> EXERCISE BRIEF: Copy the listing word for word, from its first line through the line containing "[95,82,486,229]", with both ends included.

> PROVIDED RECORDS:
(begin)
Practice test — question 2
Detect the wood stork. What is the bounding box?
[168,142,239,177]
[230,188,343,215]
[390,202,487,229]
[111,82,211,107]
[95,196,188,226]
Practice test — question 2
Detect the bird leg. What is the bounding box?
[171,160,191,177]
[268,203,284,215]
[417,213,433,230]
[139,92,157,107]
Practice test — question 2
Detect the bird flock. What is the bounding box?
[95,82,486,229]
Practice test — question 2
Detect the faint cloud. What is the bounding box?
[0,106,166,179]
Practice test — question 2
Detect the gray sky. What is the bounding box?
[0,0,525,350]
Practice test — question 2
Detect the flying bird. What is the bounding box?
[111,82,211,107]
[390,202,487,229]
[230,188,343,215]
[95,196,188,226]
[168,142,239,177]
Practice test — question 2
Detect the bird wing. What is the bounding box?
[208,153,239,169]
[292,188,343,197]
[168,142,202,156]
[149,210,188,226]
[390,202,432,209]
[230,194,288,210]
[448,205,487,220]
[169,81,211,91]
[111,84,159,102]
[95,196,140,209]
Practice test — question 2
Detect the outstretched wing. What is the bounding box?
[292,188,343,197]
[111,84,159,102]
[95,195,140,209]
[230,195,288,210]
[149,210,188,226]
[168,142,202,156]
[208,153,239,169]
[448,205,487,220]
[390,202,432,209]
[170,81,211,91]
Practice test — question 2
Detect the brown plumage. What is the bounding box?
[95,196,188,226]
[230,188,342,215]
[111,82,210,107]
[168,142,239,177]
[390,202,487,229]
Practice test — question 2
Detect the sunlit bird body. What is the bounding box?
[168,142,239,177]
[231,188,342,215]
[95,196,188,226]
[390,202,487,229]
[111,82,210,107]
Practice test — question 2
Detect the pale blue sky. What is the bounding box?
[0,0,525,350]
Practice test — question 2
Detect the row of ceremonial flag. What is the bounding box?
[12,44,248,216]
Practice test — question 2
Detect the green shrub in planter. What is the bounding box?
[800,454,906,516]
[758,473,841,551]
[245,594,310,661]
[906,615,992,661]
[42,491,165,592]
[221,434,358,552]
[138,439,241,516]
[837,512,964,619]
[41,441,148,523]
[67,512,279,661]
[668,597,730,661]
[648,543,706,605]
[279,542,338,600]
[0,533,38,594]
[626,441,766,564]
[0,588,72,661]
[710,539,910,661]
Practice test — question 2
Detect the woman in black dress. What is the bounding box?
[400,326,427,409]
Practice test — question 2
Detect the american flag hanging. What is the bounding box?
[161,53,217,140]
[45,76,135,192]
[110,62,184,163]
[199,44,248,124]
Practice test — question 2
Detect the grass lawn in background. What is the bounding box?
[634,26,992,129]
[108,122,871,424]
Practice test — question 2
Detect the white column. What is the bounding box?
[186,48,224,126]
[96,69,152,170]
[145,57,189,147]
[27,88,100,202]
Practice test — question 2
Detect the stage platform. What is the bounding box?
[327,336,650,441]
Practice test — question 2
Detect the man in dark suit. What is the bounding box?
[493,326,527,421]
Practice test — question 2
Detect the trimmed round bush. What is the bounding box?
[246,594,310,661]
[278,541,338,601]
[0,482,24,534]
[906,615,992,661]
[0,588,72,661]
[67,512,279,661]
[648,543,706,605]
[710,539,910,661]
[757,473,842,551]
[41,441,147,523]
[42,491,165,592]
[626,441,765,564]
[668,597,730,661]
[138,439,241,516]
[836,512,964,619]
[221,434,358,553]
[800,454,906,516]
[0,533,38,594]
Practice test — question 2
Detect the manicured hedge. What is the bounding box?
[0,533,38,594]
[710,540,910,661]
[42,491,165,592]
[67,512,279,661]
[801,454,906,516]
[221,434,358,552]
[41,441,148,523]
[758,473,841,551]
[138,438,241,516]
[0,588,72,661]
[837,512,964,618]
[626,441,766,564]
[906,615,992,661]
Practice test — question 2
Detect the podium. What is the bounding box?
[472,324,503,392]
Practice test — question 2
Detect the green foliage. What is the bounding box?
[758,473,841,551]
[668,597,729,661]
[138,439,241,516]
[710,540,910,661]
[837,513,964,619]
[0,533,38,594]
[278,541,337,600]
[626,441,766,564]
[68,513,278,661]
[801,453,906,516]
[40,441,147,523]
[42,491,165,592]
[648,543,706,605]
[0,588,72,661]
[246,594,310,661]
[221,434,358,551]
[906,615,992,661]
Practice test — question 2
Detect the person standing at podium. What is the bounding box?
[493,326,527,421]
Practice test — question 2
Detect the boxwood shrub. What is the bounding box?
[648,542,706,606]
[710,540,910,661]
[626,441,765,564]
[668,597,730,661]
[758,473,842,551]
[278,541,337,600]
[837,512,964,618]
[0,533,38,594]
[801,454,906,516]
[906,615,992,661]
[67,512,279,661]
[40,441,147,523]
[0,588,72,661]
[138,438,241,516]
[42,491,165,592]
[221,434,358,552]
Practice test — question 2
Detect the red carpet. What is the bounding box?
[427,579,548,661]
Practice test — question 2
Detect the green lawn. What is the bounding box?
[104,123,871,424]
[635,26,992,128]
(end)
> WRITTEN SOLUTION:
Practice test — question 2
Detect the wood stork. What is the bounding box?
[168,142,239,177]
[230,188,343,215]
[390,202,487,229]
[111,82,211,107]
[95,196,188,226]
Practice test — question 2
Detect the bird leg. What is the bounding box?
[171,160,191,177]
[268,203,284,215]
[417,213,433,230]
[139,92,157,107]
Practice test — question 2
Detect the bird flock. What is the bounding box?
[95,82,486,229]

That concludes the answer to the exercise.